__What you need to do__
Look below for the line with "In this exercise you will mark the dirt", and from there restate every line word for word until the entries end.

__Data for this exercise__

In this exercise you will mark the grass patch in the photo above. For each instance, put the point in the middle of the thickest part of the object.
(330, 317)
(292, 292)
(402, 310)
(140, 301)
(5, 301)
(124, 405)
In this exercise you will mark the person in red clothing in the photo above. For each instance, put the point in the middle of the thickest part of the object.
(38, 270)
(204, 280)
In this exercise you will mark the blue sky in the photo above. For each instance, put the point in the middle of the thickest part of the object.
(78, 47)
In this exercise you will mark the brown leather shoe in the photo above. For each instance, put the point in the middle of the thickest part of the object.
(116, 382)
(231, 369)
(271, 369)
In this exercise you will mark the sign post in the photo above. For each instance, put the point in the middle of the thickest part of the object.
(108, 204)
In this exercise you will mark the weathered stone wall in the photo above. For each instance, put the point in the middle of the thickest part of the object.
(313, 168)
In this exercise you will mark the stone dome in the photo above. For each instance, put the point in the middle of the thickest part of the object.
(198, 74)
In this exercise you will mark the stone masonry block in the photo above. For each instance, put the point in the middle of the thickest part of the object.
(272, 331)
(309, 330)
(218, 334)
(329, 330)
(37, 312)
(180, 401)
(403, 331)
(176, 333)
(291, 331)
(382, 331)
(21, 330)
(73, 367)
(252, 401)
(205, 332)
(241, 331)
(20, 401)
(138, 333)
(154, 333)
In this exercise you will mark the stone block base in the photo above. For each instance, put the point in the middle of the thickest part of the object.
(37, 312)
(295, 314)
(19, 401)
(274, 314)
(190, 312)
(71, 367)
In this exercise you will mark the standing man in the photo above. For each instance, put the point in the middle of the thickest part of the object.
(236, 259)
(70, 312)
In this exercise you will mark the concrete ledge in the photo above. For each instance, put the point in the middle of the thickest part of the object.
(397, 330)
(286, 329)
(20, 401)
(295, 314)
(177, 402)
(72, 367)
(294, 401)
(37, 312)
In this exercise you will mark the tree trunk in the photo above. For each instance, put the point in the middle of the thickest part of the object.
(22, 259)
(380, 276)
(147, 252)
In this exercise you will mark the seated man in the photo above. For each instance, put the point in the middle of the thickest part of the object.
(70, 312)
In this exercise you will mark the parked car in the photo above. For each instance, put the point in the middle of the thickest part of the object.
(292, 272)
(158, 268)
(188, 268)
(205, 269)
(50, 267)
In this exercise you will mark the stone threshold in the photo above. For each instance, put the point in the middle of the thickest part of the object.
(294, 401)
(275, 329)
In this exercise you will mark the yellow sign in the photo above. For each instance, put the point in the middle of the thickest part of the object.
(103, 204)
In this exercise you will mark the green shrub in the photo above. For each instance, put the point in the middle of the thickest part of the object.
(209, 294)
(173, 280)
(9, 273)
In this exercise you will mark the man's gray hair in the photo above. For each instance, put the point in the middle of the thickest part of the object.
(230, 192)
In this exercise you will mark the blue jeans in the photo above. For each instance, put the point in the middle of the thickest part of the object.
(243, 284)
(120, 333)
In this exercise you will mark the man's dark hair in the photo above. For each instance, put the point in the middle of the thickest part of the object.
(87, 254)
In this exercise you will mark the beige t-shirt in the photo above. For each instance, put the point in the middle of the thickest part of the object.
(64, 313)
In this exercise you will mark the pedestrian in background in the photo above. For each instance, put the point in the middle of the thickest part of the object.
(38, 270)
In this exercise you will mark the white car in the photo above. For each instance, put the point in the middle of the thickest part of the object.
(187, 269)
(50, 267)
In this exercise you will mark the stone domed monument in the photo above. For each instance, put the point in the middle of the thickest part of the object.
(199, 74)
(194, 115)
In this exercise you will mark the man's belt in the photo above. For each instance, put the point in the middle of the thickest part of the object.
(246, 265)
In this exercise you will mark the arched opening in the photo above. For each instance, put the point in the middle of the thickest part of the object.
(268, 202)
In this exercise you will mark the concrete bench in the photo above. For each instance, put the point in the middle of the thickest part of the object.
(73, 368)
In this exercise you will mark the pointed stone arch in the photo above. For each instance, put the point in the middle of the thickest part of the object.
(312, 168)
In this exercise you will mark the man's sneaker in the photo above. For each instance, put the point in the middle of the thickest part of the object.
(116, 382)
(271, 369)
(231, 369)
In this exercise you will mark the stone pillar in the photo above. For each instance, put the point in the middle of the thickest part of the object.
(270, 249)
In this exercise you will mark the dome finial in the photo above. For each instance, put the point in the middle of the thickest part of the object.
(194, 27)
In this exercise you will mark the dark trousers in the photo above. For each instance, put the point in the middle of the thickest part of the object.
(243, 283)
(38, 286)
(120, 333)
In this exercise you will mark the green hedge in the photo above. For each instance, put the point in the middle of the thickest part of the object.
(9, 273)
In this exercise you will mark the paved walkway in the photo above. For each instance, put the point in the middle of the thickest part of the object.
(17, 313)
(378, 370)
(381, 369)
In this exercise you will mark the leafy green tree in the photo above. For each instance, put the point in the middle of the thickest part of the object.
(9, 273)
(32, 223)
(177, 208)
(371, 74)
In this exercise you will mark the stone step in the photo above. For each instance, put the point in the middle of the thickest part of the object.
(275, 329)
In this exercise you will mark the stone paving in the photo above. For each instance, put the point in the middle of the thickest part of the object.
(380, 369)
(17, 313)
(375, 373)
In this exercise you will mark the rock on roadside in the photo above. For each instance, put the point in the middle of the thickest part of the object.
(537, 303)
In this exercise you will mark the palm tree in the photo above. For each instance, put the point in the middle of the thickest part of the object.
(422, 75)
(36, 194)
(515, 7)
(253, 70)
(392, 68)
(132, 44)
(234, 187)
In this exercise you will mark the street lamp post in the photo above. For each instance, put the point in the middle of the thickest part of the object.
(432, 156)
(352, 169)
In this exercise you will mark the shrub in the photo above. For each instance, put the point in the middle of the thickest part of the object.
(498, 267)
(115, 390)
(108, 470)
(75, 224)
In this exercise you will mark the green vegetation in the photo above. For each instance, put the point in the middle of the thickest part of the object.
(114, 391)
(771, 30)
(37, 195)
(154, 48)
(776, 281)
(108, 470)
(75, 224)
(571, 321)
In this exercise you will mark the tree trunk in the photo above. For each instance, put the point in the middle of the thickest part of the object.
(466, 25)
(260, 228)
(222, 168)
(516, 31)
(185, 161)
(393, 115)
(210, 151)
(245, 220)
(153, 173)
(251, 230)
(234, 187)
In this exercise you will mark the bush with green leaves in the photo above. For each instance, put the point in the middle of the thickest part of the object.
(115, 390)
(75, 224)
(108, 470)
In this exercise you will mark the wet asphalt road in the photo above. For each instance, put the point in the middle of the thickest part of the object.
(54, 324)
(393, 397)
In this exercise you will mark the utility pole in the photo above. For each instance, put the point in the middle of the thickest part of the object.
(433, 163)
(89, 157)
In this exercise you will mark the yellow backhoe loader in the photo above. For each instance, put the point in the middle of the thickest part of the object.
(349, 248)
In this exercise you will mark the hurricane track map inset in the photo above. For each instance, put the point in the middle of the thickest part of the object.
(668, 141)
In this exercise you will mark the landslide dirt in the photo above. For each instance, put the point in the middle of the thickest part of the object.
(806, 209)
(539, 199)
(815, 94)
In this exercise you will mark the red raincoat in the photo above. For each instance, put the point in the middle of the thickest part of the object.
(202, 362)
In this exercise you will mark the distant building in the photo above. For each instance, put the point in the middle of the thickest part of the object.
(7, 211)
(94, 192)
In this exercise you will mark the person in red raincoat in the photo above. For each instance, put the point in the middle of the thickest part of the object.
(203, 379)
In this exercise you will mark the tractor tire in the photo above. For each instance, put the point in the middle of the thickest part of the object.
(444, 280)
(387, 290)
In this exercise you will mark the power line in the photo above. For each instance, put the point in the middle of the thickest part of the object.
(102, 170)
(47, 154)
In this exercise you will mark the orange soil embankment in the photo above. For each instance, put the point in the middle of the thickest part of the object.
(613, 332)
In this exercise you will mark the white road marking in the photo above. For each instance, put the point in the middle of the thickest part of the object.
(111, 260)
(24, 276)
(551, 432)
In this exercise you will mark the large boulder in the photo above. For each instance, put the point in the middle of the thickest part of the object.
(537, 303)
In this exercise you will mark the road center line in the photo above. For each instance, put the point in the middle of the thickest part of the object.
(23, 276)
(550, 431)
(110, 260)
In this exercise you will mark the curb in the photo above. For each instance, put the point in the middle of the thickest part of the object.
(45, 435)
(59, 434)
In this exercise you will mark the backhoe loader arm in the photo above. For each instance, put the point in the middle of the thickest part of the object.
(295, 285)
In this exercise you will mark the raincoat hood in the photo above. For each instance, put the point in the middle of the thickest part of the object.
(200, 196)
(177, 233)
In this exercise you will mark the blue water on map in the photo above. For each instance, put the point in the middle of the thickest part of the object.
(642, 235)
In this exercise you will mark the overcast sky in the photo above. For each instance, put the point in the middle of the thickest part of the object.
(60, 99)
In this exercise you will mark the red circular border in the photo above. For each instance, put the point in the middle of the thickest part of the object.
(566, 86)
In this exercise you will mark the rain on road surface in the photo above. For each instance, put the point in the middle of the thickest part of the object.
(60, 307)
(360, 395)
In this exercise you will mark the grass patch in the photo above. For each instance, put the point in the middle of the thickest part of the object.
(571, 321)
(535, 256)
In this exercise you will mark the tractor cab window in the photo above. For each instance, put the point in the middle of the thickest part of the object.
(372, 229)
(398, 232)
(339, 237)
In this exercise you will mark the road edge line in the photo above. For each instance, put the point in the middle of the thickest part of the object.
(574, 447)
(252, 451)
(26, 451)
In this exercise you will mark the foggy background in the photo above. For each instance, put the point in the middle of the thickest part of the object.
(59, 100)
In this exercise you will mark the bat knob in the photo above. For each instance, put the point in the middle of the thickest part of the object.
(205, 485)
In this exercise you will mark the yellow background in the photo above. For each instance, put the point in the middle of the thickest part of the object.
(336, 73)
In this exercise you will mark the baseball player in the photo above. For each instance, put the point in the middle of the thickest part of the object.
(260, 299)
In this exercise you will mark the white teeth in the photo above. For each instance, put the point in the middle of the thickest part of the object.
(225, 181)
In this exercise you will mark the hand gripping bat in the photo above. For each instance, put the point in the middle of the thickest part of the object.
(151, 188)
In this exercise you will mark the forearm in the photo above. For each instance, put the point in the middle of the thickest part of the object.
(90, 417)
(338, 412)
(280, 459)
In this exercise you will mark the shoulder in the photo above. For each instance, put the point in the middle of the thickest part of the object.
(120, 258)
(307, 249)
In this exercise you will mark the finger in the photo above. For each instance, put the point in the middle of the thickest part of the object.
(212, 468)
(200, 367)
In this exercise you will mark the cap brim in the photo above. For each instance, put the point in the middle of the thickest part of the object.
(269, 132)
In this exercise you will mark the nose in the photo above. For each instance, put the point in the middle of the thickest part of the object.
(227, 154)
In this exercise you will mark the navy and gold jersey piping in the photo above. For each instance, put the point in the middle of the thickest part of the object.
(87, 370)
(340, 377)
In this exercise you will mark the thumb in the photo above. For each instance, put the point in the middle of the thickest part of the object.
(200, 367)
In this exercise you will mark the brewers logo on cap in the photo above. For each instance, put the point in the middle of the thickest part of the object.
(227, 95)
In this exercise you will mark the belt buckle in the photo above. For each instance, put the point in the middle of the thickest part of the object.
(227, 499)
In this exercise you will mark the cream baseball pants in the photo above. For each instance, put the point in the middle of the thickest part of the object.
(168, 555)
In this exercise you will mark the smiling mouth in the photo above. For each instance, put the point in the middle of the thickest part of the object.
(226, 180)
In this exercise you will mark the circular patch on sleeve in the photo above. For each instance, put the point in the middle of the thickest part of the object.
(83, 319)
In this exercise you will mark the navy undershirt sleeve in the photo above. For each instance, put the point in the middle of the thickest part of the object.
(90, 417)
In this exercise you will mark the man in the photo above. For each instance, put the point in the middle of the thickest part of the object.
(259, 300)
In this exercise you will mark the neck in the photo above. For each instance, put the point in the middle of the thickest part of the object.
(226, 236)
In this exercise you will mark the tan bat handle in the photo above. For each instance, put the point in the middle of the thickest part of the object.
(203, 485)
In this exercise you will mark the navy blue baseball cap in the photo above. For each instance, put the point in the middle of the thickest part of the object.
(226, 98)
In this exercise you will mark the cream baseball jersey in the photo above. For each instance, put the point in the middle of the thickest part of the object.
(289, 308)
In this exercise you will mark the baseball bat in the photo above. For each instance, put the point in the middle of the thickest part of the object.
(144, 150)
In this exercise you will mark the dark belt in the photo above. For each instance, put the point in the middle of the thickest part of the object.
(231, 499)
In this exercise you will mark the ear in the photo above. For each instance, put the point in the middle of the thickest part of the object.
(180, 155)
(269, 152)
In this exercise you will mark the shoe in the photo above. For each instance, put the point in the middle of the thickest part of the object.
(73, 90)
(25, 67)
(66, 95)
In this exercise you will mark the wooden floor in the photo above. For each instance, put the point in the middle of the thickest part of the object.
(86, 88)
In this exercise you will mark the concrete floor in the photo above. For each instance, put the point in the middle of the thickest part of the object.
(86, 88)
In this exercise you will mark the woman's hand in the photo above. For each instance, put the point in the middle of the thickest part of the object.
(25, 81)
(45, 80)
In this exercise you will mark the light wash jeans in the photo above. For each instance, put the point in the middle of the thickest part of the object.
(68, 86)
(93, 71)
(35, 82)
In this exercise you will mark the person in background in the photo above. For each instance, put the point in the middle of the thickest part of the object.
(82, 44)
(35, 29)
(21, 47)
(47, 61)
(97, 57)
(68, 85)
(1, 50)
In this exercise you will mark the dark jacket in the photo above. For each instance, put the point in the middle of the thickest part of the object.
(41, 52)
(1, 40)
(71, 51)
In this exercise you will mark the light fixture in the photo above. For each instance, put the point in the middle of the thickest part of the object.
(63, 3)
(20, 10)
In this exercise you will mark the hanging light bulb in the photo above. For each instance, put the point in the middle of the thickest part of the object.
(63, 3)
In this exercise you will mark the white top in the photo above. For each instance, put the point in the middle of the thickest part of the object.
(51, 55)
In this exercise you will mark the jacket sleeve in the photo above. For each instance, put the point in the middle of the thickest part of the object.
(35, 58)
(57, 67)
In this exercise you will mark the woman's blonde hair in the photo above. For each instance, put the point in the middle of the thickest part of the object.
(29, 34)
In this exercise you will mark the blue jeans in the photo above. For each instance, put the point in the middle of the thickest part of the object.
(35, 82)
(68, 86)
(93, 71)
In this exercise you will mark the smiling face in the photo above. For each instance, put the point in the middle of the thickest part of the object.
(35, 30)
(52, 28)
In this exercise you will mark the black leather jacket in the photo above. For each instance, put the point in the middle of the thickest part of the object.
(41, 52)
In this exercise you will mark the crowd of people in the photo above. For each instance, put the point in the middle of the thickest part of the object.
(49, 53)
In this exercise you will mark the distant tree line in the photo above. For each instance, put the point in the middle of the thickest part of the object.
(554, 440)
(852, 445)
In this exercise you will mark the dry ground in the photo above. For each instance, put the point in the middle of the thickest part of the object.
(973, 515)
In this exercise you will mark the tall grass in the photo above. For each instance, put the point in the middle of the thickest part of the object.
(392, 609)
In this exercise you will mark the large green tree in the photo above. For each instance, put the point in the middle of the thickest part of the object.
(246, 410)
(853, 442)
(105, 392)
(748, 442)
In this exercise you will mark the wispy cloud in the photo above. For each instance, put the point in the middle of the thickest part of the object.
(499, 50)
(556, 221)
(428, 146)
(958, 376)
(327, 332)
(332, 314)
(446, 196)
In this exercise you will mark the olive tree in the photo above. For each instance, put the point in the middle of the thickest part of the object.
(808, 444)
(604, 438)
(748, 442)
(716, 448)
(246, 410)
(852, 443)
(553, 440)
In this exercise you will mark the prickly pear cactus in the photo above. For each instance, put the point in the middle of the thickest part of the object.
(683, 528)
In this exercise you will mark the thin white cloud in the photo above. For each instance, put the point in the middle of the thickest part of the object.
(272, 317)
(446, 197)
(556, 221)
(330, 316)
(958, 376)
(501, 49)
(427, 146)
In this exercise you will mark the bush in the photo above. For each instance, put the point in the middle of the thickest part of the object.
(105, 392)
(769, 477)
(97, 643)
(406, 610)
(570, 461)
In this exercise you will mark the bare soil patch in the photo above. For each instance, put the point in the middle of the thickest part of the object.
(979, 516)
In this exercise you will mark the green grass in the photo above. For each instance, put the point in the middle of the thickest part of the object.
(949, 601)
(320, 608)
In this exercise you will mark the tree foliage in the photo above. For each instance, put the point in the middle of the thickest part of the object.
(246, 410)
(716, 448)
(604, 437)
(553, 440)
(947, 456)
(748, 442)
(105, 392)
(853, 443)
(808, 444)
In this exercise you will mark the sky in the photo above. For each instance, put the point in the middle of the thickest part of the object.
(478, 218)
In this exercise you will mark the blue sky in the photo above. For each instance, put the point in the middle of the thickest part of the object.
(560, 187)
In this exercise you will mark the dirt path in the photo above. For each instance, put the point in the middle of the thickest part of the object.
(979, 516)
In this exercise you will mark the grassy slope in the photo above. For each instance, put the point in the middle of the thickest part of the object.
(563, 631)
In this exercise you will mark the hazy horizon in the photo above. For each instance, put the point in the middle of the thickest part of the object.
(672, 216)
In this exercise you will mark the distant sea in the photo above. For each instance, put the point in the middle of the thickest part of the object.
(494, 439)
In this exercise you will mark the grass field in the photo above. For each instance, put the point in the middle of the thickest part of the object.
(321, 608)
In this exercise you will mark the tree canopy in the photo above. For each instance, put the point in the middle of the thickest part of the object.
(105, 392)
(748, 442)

__Expected output__
In this exercise you will mark the dirt path in the photo above. For each instance, put the point in the middle of the thickest part of the object.
(979, 516)
In this exercise you will mark the grassy slope in the photo above. For each instance, put the point in the middle of the thickest part of the object.
(563, 631)
In this exercise you will mark the hazy horizon in the photo above. For each instance, put the point in the middle of the thickest part of the object.
(672, 216)
In this exercise you will mark the distant sea in the photo above. For each instance, put the point in the middle of the thickest part of the object.
(494, 439)
In this exercise you will mark the grass field in the photo above. For each instance, put the point in the middle of the thickest part of the object.
(321, 608)
In this exercise you will mark the tree canopy in the photo above. For each instance, put the point in the middle of the thickest part of the object.
(105, 392)
(748, 442)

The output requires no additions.